• **TEXTO FORNECIDO**
Eu, Daniel Blake deu ao diretor inglês Ken Loach sua segunda Palma de Ouro em Cannes (a primeira foi em 2006, por Ventos da Liberdade). O filme é intenso, comovente. Mas a premiação é curiosa, já que este é um Loach típico, na forma e no conteúdo. Nele há tudo o que o diretor de 80 anos e mais de cinquenta de carreira sempre teve de melhor: o naturalismo rigoroso das atuações e da ambientação; os atores que parecem ter sido encontrados nas ruas vivendo os seus papéis; o drama central concentrado até o ponto de saturação. Há também o habitual socialismo romântico de Loach, que atribui ao capitalismo o desamparo das pessoas pequenas. O que sempre redime o diretor do esquematismo, porém, é a sinceridade da sua crença em um sistema ideal, que emane dos mais nobres princípios humanistas.

• **LINHAS FORNECIDAS**
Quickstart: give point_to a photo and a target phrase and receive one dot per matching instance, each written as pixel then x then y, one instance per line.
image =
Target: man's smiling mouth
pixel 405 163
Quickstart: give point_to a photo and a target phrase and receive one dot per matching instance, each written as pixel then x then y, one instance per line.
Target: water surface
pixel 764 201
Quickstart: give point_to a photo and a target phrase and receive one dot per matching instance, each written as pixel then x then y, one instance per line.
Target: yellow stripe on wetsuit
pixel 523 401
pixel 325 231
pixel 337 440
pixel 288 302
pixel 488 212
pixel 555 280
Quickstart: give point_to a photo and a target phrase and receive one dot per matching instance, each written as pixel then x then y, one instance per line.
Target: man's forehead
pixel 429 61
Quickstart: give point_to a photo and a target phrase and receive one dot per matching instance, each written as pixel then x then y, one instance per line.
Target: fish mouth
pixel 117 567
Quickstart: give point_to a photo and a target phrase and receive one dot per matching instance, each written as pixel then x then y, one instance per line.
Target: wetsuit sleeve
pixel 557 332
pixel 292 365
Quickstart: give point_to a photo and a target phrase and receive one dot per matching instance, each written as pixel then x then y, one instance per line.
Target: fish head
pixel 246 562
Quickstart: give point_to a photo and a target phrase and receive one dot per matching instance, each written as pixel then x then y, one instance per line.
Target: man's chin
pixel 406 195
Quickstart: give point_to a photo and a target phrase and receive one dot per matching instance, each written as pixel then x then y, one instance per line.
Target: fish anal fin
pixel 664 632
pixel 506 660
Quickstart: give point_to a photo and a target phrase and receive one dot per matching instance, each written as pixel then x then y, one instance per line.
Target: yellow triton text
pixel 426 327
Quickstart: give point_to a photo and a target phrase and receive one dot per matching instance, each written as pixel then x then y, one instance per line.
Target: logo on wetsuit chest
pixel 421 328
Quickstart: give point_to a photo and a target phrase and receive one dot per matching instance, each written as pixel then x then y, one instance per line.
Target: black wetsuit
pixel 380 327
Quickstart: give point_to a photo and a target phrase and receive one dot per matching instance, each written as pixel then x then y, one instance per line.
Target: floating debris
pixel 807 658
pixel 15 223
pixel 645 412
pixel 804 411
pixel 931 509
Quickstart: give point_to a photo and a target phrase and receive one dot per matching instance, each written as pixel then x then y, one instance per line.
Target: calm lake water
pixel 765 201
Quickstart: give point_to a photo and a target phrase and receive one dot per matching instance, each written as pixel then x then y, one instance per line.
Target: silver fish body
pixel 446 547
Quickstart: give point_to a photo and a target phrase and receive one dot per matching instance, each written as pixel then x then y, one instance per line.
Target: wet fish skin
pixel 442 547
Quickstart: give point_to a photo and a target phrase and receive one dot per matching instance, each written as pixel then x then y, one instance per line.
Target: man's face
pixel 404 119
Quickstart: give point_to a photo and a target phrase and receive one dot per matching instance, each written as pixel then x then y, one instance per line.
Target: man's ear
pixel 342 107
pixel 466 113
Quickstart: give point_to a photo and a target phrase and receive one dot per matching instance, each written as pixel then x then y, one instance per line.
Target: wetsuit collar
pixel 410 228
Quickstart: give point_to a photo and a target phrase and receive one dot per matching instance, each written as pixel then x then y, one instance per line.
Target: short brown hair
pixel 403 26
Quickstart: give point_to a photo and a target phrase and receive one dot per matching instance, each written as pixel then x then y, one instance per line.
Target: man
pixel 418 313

• **OBJETIVO**
Segundo o texto fornecido, com qual filme Ken Loach ganhou sua primeira Palma de Ouro em Cannes?

• **RESPOSTA**
Com Ventos da Liberdade, em 2006.